Supplied text.
--

The homeland security bill was supposed to protect the United States from terrorism, but Republican Santas have turned it into a magic sleigh brimming with early Christmas gifts for favored special interests.
It’s a good thing outgoing Senate Majority Leader Tom Daschle (D-S.D.) and Sen. Joseph I. Lieberman (D-Conn.) are willing to play Scrooge and hold up the lame-duck congressional session to protest all the favors that Republican lawmakers smuggled into the bill. When they vote -- as they probably will today -- lawmakers should support their effort to strike out the most dangerous or transparently porkish provisions.
These include an amendment that would permit a Homeland Security Department to contract with companies that have incorporated offshore to avoid paying U.S. taxes. And, cramming in a present that sticks out like a singing telegram, Sen. Phil Gramm (R-Texas) would guarantee that taxpayers fork over money for a security research center based at Texas A&M; University.
It makes sense for the bill to encourage manufacturers to produce vaccines. As it now stands, however, its provisions increase protections for business but reduce them for the public. The bill contains a special provision that would benefit Eli Lilly and other manufacturers being sued in state courts for producing a vaccine preservative that allegedly injured children who received measles-mumps-rubella vaccinations. Daschle opposes this but unfortunately would leave untouched a shield protecting smallpox vaccine manufacturers and health-care facilities from liability for injuries that result from the vaccine. Its greatest fault is that it does not create any new mechanism of compensation for potential victims.

--

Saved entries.

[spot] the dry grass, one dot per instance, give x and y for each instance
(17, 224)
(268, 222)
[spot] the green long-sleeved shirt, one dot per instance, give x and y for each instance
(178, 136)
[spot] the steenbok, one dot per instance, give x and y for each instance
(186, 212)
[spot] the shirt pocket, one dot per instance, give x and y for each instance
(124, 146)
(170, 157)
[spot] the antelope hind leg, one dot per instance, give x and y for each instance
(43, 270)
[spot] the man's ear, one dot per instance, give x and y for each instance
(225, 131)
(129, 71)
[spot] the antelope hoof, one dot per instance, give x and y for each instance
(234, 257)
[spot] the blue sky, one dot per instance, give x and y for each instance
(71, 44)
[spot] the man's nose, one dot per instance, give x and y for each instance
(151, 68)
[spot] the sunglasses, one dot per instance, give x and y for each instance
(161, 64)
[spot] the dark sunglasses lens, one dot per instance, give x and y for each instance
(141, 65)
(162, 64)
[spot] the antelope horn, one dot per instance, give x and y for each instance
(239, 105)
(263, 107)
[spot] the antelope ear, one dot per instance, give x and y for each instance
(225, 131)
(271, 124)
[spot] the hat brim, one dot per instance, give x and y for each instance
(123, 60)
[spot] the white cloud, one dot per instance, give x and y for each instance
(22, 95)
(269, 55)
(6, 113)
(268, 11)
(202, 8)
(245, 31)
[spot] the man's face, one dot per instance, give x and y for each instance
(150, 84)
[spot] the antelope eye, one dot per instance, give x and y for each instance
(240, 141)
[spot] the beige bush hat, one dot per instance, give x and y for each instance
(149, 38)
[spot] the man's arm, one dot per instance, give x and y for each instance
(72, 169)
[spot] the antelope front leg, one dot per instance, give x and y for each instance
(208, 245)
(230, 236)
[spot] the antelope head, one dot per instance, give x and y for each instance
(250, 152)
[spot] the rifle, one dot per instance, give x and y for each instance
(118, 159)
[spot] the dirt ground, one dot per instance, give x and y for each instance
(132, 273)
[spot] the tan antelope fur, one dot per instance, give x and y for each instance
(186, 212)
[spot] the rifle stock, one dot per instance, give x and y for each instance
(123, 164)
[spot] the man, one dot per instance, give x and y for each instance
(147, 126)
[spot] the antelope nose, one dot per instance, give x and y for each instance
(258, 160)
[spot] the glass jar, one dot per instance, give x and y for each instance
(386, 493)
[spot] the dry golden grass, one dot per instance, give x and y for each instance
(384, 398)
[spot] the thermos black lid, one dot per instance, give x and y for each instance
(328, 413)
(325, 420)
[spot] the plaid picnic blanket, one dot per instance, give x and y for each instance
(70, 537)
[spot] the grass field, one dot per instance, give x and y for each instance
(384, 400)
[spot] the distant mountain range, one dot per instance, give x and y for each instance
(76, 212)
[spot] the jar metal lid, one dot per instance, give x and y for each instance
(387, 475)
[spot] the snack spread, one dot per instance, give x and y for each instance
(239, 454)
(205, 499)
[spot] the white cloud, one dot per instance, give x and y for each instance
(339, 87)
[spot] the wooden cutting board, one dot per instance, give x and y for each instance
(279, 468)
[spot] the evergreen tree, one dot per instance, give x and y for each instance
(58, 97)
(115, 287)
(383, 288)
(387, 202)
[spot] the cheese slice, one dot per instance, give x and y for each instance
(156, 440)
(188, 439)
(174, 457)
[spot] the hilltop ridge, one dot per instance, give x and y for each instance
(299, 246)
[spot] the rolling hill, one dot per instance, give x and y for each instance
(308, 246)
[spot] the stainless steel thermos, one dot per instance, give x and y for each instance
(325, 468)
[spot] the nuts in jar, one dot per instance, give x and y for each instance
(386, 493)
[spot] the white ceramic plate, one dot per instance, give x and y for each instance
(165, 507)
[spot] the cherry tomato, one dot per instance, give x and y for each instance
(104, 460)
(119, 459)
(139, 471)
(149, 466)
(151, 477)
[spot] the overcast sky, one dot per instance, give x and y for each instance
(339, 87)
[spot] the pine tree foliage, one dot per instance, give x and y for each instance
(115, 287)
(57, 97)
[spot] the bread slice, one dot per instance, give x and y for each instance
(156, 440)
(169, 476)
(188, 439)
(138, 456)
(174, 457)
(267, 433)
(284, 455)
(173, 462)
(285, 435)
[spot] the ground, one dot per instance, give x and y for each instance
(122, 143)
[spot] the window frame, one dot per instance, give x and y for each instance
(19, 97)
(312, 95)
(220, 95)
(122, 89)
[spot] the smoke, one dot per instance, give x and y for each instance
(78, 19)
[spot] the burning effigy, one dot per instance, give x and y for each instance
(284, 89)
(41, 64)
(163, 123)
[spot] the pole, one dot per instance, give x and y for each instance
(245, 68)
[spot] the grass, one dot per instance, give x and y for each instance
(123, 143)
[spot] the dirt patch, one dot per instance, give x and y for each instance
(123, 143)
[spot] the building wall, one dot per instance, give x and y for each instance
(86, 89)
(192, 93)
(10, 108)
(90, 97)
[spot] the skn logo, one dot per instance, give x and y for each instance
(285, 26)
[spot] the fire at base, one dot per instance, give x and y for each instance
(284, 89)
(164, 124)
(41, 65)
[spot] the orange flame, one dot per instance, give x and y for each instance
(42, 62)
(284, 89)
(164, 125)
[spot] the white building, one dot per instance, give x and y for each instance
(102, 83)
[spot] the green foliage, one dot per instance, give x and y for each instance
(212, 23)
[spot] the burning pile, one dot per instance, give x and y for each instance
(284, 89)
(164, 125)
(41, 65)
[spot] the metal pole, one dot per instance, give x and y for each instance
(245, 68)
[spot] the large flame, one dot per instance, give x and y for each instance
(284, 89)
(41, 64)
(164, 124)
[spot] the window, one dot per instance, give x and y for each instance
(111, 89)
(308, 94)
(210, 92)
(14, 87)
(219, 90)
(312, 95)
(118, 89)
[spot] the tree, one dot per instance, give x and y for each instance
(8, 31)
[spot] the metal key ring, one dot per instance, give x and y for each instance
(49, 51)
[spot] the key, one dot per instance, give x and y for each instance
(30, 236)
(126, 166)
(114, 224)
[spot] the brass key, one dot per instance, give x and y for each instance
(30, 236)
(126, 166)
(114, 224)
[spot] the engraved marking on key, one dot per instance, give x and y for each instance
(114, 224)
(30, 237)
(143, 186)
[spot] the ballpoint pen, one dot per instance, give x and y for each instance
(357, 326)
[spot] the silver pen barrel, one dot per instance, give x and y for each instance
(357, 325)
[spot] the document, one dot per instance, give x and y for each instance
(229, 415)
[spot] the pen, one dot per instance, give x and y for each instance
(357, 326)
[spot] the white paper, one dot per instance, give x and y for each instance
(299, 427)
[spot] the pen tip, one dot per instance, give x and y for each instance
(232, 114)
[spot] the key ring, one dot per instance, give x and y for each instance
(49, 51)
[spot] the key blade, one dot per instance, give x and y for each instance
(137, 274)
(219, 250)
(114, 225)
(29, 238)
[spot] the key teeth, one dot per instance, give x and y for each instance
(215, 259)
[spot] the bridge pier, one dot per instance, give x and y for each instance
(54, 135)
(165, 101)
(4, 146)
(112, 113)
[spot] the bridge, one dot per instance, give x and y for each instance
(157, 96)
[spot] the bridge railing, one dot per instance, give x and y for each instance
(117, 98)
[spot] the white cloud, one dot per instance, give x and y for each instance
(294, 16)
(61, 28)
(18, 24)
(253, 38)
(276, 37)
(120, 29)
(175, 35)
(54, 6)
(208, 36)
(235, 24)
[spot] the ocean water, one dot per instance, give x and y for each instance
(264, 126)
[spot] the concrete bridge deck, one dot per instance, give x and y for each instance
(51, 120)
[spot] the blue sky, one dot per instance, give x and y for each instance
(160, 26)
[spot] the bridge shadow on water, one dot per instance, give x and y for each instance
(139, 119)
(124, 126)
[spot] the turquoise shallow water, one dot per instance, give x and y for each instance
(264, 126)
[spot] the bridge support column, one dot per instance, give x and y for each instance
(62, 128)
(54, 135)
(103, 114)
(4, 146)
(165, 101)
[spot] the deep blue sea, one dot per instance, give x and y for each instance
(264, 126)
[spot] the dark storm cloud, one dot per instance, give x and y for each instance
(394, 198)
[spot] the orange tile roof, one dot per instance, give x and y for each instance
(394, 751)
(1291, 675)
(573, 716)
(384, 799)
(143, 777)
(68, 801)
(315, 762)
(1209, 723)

--

Complete the following.
[a] Say whether each statement agrees with the editorial on the homeland security bill, answering yes or no and quoting the words of the editorial that decide it: (i) Daschle opposes the provision that would benefit Eli Lilly; (ii) one amendment would bar the Homeland Security Department from contracting with companies incorporated offshore; (iii) the bill creates a new way to compensate people harmed by the vaccine.
[b] Write the next part of the editorial on the homeland security bill, picking up after its last sentence.

Answers to each task.
[a]
(i) Yes: "Daschle opposes this"
(ii) No: "an amendment that would permit a Homeland Security Department to contract with companies that have incorporated offshore to avoid paying U.S. taxes"
(iii) No: "it does not create any new mechanism of compensation for potential victims"

[b]
Most troubling is the bill’s contempt for the public’s right to open government, as reflected in its restrictions on the Freedom of Information Act and in its proposal to exempt the proposed department’s advisory committees from the open-meetings requirements of the Federal Advisory Committee Act. Some meetings of an anti-terrorist agency would need a special measure of secrecy, but the bill is far too sweeping.
GOP members may have miscalculated that Democrats, who saw their party suffer midterm electoral hits for stalling homeland security legislation over an issue of union rights, would tiptoe away from Republicans’ amendments. Instead, the Democrats are showing some political spine.
We encourage Republican swing voters in the Senate, including John McCain (Ariz.) and Lincoln Chafee (R.I.), to do the same. They need to close their eyes, remember the scenes from September 2001 that made all this important in the first place and vote to dump their colleagues’ spurious amendments. Homeland security should produce a good bill, not a bunch of goodies.